DIRECTIVE 1:
From the article about the Tesla lawsuit, quote everything from "A fatal Tesla" down to "by Elon Musk.".
DIRECTIVE 2:
Answer these questions using the article about the Tesla lawsuit:
(a) In which court was the lawsuit filed?
(b) Where is Tesla based?
(c) Which outlet first reported the court motion?
DIRECTIVE 3:
Proceed with the article about the Tesla Autopilot lawsuit, picking up after its final sentence.

A fatal Tesla Model X crash involving a "dozing driver" is blamed on the car's autopilot feature in a new lawsuit against the electric vehicle company led by Elon Musk.
Surviving family members of a 44-year-old Japanese man who was struck and killed by one of its electric cars in April 2018 filed the lawsuit in San Jose federal court on Tuesday.
Yoshihiro Umeda, who was 44 when killed in the auto crash, is described in the complaint as the first "Tesla Autopilot-related death involving a pedestrian," and claims the tragedy illustrates a "patent defect" in Tesla's technology.
From Newsweek:
Tesla, led by Elon Musk, is based in Palo Alto, California, and sells cars with automated driver assistance systems. The court motion, submitted by the victim's spouse Tomomi Umeda and daughter Miyu Umeda, was first reported by Bloomberg.
Yoshihiro Umeda was killed on April 29, 2018, after being hit by a Tesla Model X that "suddenly accelerated" when a car in front of it switched lanes, the filing says.

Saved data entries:

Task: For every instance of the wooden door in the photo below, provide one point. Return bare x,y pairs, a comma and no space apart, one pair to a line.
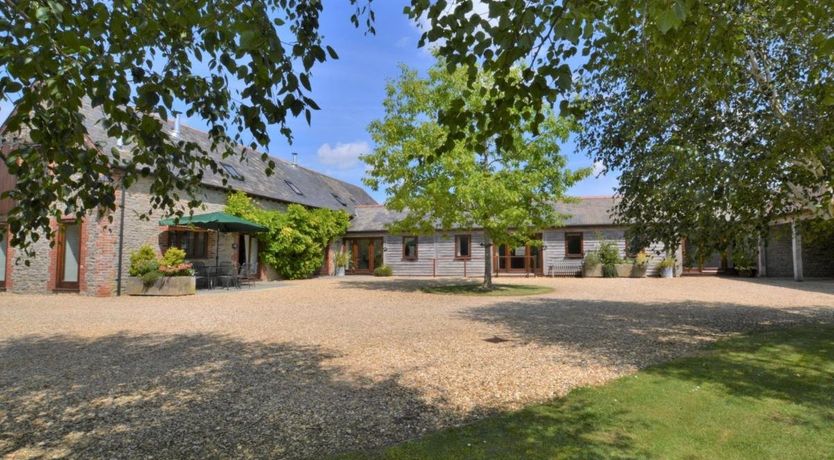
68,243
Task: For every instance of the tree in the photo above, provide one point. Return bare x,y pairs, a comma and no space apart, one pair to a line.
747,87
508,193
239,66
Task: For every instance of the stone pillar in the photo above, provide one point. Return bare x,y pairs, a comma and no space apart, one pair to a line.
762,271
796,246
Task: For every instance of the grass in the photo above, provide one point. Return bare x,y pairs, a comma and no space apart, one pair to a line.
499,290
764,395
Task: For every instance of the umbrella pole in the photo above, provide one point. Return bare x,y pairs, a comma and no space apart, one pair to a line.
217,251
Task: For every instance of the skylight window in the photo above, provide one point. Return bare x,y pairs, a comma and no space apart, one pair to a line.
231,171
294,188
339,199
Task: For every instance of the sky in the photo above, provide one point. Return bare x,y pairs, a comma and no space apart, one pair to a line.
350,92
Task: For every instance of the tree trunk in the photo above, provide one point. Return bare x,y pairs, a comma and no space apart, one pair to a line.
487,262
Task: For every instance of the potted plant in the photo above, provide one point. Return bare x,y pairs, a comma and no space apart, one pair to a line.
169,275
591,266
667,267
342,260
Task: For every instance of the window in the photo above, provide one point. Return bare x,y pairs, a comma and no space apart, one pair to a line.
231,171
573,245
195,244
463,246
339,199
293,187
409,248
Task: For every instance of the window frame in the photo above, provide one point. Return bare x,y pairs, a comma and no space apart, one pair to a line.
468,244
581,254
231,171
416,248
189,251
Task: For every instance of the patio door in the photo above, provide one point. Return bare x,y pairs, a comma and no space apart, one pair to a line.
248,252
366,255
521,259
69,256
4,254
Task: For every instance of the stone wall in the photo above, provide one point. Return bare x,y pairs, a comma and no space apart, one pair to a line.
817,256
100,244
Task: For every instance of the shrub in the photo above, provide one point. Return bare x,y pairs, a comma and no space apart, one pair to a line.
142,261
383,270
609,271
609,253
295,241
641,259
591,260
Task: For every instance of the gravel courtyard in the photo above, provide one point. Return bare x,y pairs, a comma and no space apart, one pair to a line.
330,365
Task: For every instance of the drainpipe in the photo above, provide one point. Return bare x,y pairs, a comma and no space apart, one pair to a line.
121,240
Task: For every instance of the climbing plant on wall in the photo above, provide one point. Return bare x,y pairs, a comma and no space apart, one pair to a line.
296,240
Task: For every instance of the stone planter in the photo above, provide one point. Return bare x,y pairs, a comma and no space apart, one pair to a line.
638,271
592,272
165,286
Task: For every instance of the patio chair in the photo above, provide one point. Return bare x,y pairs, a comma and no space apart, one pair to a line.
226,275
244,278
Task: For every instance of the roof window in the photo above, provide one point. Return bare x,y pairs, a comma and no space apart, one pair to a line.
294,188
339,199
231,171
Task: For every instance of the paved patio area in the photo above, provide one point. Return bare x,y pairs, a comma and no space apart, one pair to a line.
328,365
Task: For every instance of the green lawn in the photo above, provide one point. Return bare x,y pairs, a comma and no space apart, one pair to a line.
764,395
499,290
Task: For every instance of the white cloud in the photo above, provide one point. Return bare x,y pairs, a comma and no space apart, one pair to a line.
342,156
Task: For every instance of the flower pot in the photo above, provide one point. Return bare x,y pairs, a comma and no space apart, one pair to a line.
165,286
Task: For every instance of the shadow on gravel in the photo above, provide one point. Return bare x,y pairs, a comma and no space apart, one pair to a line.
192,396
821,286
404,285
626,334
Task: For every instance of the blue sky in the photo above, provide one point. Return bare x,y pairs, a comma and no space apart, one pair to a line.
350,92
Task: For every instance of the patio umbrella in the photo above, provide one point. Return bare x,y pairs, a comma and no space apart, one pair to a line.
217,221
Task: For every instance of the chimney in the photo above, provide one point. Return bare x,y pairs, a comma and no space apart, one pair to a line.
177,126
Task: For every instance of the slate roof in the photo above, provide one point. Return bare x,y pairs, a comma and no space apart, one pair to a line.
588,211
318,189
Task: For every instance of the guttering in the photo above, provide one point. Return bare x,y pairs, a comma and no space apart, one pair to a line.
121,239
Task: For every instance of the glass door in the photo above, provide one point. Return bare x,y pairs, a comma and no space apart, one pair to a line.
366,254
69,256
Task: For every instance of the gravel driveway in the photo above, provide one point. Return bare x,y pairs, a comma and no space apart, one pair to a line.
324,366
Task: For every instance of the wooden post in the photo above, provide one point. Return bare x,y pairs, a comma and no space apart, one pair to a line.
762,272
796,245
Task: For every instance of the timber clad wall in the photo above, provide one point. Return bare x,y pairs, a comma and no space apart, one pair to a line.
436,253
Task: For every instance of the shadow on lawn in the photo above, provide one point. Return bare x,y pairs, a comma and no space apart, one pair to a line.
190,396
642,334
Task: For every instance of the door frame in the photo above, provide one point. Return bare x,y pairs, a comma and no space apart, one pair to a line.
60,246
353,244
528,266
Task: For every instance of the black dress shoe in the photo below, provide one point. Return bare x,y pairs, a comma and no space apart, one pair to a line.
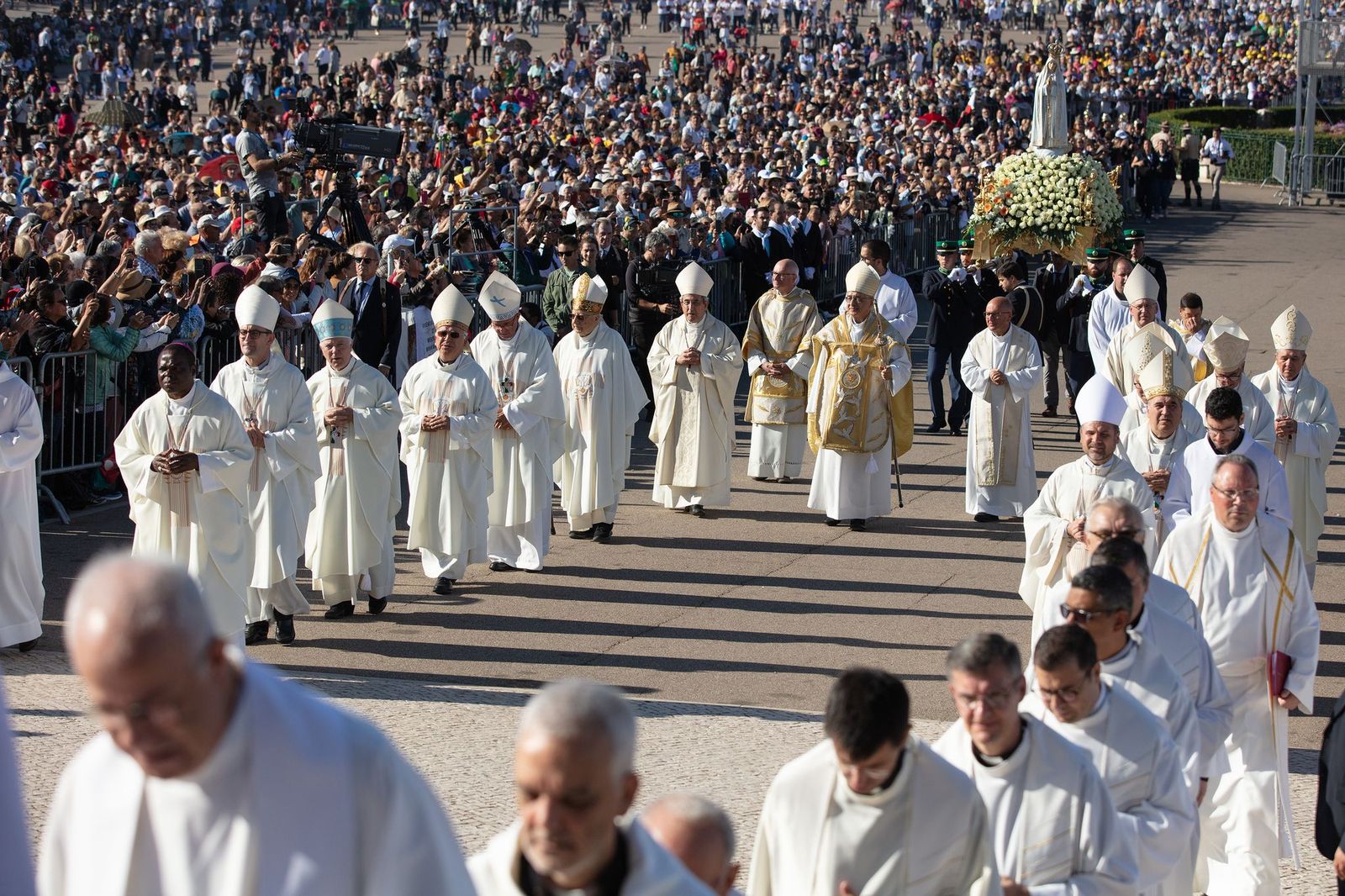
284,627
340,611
---
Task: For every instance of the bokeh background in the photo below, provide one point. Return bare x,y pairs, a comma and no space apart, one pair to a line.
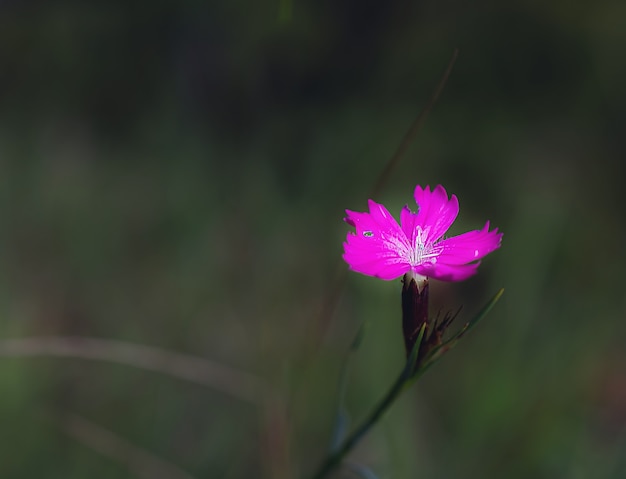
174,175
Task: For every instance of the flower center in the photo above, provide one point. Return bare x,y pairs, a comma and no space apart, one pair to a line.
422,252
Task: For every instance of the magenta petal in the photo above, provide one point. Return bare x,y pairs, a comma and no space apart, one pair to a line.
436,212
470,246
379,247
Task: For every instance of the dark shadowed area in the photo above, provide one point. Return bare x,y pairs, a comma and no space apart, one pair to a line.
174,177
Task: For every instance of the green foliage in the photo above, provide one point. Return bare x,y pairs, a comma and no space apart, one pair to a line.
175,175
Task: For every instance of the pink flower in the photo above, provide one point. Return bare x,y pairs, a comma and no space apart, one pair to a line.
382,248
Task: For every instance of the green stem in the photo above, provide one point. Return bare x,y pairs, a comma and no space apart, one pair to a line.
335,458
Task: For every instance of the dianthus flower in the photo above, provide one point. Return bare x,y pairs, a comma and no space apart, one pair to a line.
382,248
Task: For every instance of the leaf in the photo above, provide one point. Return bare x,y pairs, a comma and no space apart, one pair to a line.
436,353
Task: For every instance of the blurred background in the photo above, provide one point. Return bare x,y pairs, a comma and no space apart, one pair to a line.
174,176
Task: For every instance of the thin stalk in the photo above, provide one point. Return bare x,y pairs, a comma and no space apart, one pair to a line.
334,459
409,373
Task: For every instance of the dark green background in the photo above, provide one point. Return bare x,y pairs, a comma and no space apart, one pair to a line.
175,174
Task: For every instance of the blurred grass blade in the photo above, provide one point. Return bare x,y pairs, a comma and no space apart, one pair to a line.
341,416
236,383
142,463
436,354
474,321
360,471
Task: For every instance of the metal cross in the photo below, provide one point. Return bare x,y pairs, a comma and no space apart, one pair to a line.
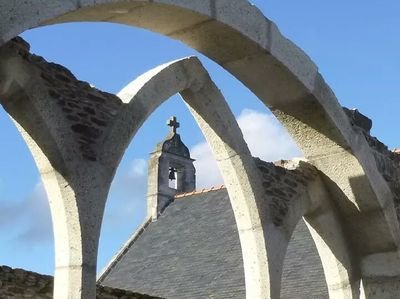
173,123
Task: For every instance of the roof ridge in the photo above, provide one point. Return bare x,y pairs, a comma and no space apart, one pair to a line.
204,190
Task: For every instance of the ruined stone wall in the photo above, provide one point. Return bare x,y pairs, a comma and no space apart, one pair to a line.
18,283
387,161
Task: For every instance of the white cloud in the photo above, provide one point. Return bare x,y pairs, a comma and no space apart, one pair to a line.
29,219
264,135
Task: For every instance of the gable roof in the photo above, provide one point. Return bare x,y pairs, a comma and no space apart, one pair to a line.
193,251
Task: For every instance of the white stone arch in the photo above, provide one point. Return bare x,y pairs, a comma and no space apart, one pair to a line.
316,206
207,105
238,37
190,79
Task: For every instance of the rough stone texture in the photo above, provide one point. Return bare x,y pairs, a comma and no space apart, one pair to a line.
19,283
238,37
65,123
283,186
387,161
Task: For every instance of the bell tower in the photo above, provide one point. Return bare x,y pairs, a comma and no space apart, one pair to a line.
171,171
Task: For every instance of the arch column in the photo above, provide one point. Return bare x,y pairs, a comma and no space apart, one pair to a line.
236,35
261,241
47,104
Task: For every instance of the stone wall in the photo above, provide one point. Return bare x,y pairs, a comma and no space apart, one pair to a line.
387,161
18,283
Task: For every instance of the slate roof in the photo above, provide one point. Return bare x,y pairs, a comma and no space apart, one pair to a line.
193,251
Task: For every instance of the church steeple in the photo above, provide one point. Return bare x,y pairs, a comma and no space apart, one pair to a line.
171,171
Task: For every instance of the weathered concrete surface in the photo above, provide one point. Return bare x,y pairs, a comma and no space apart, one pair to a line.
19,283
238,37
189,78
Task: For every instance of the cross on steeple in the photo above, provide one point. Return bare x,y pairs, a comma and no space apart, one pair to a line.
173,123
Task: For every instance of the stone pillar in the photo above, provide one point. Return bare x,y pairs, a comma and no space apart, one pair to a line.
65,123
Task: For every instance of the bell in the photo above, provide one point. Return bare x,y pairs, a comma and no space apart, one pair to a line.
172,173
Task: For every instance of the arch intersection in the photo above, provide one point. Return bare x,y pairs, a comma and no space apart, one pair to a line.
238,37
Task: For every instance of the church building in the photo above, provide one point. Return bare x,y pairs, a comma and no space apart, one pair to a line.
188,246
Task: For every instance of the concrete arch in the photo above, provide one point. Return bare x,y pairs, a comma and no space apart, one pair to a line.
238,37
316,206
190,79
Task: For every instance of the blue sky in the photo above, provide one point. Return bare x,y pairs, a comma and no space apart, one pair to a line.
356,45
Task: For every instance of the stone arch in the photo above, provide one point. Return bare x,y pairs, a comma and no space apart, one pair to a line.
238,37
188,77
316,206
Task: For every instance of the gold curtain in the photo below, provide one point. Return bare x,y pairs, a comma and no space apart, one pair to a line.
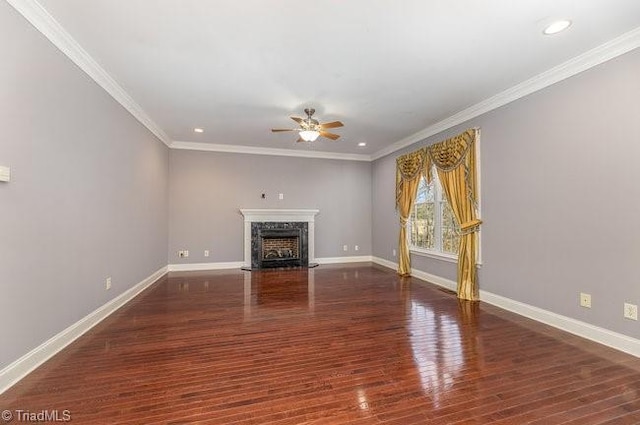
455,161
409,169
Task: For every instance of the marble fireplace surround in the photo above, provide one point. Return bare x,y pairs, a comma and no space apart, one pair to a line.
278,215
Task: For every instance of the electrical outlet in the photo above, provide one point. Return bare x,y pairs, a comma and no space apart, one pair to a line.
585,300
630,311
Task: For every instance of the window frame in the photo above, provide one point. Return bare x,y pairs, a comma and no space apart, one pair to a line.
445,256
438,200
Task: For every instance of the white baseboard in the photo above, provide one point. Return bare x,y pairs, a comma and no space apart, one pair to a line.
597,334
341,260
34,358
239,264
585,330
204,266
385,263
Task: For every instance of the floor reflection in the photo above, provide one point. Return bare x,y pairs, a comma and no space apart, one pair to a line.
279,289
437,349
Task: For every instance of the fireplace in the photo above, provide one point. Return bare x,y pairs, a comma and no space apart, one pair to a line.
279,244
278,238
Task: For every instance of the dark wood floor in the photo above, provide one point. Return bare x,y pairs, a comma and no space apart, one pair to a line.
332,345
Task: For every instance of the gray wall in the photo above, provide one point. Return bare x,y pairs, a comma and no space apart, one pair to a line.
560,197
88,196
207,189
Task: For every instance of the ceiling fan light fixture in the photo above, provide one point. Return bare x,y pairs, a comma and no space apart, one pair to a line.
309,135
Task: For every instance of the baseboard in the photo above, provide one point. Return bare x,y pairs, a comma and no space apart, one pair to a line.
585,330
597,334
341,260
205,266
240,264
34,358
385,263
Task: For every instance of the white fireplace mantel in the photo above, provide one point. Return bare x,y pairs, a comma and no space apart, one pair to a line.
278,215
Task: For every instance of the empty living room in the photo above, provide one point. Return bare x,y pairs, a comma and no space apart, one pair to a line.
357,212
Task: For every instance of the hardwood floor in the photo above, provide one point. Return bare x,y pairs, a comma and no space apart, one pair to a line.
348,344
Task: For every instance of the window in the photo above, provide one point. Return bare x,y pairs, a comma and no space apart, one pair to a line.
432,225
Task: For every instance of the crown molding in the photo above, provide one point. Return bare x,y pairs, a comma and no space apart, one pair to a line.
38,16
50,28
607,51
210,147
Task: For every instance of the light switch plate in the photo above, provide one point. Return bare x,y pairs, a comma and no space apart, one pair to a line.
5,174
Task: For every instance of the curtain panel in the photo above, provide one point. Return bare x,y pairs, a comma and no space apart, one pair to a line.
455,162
--
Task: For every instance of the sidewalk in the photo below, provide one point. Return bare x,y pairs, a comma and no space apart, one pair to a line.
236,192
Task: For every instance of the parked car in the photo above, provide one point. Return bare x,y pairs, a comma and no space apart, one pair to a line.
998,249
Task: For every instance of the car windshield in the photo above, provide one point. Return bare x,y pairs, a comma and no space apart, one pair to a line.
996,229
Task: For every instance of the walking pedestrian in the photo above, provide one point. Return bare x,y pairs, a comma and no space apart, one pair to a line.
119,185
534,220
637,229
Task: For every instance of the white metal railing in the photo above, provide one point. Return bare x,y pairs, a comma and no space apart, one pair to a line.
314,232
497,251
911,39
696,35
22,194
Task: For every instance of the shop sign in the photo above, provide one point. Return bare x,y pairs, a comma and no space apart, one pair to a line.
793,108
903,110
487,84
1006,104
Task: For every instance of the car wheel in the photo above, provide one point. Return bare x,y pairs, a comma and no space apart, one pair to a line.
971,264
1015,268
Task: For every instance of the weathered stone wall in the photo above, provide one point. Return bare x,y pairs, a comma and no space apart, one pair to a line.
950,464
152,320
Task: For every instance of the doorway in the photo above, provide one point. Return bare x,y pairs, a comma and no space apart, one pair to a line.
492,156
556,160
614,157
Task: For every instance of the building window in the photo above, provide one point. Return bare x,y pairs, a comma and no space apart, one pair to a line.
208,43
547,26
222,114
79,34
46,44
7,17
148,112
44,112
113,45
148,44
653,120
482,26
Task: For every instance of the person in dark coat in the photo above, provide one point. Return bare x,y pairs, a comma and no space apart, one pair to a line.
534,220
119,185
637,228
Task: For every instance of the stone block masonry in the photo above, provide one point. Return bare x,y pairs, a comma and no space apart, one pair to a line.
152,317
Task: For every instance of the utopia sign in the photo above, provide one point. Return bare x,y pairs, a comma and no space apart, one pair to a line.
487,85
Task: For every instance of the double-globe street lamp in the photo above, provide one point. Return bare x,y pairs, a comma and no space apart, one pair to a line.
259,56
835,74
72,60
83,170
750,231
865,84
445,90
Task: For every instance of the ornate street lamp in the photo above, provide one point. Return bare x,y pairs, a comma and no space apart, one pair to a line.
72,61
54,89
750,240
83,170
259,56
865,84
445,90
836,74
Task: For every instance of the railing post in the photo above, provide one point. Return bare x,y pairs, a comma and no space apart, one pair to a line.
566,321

EXERCISE RESULT 1:
A fatal Tesla Model X crash involving a "dozing driver" is blamed on the car's autopilot feature in a new lawsuit against the electric vehicle company led by Elon Musk.

EXERCISE RESULT 2:
(a) San Jose federal court
(b) Palo Alto, California
(c) Bloomberg

EXERCISE RESULT 3:
It adds that the Tesla vehicle crashed into a van, motorcycles and pedestrians that had stopped at the side of an expressway near Tokyo following an accident.
The documents allege the Tesla car, which had its Traffic Aware Cruise Control (TACC) feature engaged, sped up after the car in front moved, "rapidly accelerating from about 15 km/h to approximately 38 km/h" before striking the motorcycles and Umeda.
The driver was "found to have been dozing shortly before the crash," the filings note, adding plaintiffs expect the firm to "lay all of the blame" on that person.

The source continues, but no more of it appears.